*** Data under study ***

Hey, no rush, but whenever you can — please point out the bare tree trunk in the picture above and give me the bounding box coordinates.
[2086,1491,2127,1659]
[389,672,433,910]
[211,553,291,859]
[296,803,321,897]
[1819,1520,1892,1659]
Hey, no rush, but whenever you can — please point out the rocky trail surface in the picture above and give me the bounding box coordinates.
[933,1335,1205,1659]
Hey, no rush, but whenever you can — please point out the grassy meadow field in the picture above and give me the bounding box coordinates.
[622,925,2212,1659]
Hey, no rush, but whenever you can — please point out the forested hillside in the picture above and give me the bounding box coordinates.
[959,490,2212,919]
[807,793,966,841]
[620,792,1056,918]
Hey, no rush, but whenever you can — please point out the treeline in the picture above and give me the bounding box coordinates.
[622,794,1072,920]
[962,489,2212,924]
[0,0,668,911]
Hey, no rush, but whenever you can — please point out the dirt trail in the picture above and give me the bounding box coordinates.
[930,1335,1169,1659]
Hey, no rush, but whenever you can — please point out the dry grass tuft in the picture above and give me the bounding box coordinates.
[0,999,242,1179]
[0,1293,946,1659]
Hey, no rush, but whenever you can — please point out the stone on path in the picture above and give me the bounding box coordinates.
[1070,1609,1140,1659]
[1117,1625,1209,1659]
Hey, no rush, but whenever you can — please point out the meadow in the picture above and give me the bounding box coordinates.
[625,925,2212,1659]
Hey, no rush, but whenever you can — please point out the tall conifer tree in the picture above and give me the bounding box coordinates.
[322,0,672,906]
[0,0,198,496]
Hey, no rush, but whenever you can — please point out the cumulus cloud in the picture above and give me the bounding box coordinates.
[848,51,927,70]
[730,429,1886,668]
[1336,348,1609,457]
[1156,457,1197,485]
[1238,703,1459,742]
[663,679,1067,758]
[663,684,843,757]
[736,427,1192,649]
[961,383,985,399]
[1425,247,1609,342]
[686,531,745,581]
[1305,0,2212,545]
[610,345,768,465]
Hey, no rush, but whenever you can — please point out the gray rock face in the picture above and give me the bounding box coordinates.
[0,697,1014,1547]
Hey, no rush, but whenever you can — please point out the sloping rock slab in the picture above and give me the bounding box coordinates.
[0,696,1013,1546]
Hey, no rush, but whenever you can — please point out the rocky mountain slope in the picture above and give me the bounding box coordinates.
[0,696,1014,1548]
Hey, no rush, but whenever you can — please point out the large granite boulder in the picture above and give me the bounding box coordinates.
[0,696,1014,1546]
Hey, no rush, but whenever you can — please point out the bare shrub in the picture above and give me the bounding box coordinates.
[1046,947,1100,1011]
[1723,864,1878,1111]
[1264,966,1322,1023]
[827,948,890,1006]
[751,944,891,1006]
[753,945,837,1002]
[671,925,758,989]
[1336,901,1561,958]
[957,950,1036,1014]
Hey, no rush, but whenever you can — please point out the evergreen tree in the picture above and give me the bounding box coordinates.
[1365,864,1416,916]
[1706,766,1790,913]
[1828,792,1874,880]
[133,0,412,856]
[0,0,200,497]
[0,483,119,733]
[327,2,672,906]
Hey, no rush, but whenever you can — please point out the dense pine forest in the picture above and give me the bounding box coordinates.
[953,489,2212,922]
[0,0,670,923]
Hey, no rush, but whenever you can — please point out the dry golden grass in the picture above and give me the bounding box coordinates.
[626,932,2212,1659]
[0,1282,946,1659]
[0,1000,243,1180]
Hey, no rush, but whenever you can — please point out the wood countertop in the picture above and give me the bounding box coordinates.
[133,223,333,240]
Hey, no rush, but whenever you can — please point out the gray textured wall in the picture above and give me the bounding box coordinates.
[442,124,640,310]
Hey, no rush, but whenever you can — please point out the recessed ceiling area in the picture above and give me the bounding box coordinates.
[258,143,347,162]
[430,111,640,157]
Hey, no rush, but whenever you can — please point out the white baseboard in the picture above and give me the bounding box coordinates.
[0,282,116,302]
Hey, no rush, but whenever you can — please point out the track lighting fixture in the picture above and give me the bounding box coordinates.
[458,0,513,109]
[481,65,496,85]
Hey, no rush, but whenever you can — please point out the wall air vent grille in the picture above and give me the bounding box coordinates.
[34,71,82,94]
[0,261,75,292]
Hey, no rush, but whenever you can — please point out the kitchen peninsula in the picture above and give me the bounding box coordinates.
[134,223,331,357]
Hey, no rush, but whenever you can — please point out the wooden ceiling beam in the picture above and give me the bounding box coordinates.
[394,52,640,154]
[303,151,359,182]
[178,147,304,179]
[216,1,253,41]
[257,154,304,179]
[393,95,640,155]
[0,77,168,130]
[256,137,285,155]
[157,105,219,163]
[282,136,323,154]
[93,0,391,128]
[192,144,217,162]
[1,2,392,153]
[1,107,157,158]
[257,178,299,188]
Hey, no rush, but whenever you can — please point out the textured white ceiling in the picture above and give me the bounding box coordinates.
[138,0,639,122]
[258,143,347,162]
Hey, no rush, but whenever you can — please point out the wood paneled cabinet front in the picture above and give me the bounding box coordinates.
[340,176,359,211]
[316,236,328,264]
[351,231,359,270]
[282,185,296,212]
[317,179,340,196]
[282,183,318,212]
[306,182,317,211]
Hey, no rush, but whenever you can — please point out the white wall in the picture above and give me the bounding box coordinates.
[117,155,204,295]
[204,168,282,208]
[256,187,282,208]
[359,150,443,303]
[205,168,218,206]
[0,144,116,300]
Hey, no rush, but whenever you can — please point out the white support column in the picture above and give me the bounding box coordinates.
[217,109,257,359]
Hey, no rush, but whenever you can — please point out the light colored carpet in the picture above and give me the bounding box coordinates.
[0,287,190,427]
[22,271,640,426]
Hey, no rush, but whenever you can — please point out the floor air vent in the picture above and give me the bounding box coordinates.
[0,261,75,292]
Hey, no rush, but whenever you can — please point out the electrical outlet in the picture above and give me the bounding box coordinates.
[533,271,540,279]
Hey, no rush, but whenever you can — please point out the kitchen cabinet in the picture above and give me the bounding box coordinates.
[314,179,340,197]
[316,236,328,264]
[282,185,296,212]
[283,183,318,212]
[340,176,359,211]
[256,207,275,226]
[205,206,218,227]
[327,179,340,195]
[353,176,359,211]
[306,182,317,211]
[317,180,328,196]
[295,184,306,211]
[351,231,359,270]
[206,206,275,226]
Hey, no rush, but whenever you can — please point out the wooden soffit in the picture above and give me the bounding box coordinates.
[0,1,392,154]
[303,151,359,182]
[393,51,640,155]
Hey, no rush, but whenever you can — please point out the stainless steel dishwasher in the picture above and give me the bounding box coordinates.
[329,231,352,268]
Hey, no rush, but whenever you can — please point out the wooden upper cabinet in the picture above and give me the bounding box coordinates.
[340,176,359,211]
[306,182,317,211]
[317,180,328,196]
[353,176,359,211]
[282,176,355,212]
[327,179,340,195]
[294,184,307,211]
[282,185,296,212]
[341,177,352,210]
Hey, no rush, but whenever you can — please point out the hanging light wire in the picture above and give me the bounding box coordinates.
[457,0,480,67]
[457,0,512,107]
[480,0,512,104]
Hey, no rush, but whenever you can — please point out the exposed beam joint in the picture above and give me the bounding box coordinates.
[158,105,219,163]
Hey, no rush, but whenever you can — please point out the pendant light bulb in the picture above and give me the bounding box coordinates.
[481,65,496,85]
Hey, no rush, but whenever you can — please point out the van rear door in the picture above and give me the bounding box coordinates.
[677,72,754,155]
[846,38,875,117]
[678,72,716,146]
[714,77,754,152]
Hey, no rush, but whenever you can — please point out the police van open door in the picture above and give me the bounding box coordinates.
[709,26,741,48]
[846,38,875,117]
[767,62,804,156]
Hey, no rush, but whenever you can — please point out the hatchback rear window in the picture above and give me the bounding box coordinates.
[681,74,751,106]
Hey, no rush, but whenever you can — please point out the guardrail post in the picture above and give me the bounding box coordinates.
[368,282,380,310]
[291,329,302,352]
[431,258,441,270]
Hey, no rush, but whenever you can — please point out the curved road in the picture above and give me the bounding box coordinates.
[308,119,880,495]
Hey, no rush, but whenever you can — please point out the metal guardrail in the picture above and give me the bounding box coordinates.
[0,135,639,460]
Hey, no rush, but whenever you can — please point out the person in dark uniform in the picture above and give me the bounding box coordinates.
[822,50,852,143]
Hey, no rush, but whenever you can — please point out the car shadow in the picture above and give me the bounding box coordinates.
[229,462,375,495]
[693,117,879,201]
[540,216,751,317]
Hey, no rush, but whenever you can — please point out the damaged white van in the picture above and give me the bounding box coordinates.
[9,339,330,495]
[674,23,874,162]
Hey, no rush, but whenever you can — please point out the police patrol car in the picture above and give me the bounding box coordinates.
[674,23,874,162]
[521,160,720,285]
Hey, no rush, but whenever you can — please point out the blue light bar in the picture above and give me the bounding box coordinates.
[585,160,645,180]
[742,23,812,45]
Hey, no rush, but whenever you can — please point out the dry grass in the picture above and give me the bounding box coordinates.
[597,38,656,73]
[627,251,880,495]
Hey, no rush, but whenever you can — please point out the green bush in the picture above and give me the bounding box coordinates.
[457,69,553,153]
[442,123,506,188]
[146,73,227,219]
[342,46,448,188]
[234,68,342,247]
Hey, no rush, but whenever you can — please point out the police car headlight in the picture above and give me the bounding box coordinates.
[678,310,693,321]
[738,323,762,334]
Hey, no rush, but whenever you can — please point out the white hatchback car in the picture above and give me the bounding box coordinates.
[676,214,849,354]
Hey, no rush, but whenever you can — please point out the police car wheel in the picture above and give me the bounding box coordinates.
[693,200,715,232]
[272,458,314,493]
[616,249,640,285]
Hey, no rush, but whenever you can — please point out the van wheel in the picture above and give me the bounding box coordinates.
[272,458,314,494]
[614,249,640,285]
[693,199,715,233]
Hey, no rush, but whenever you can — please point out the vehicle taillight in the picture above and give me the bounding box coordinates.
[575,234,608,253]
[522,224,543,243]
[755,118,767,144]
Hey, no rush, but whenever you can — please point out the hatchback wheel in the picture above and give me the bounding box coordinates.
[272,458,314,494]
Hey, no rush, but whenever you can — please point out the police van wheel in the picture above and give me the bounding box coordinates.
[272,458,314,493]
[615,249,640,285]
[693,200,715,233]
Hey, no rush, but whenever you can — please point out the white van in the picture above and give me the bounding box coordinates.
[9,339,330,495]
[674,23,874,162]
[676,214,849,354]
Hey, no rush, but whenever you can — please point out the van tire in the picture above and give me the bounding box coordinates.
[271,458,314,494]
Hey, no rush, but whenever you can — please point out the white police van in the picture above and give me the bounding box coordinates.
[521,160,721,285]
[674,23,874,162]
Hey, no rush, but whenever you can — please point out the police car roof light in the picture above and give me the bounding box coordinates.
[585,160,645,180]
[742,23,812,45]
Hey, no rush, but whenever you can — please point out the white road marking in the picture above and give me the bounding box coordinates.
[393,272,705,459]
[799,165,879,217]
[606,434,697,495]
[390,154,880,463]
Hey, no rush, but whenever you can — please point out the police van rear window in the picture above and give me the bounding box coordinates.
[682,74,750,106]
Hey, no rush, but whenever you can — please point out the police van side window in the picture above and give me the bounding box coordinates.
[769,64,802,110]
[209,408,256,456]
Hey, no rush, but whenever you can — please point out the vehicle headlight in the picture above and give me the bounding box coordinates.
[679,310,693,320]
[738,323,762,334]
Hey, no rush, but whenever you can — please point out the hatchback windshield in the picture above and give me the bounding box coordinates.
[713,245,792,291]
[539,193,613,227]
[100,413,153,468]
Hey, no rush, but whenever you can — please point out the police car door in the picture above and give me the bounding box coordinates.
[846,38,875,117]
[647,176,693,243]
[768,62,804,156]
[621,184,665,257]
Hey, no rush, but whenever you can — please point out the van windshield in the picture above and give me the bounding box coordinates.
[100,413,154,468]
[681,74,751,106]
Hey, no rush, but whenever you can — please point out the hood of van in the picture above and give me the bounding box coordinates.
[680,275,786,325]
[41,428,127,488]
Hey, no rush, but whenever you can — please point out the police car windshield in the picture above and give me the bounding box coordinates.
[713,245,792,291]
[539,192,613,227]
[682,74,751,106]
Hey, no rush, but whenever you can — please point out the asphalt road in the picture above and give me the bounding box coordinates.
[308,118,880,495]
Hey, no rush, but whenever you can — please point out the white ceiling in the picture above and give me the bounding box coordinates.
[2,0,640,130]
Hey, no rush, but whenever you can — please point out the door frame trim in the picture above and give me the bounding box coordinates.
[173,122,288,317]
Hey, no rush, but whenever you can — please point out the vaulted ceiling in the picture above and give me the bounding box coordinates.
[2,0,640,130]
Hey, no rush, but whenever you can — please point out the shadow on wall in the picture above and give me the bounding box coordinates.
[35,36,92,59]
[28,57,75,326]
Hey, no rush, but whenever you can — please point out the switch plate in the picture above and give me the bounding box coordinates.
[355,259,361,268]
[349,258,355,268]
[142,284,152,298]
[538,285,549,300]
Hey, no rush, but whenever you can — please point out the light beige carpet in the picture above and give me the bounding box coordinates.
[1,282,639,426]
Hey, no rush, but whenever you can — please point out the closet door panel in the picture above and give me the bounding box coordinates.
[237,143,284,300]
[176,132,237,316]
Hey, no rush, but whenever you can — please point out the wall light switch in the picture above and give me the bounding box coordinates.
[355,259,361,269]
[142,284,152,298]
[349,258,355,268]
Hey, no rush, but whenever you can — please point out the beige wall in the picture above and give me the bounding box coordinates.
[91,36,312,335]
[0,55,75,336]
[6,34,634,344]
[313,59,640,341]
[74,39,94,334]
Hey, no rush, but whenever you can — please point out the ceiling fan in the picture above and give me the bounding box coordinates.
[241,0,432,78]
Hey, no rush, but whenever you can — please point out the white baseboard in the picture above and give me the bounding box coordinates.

*** End of Data under study ***

Description of the task: Return, word for word, the lines from the one containing "the wall light" through the end of the data above, both ends included, and nothing else.

Output of the task:
Hey, no rush, but whenever you can — please point out the wall light switch in the picture above and give me the bounding box coordinates.
[355,259,361,269]
[142,284,152,298]
[349,258,355,268]
Hey, no rush, but whenever you can — please point out the beige wall in the picture above and give me the bounding box coordinates.
[91,36,312,335]
[0,55,75,336]
[6,34,634,344]
[313,59,640,341]
[74,39,94,334]
Hey, no rush, but whenever you can — please point out the ceiling fan in the picture above and give me the bounding box coordinates.
[241,0,432,78]
Hey, no rush, but whenever you can — please point out the white baseboard in the picture above and give me the bounding box coordinates.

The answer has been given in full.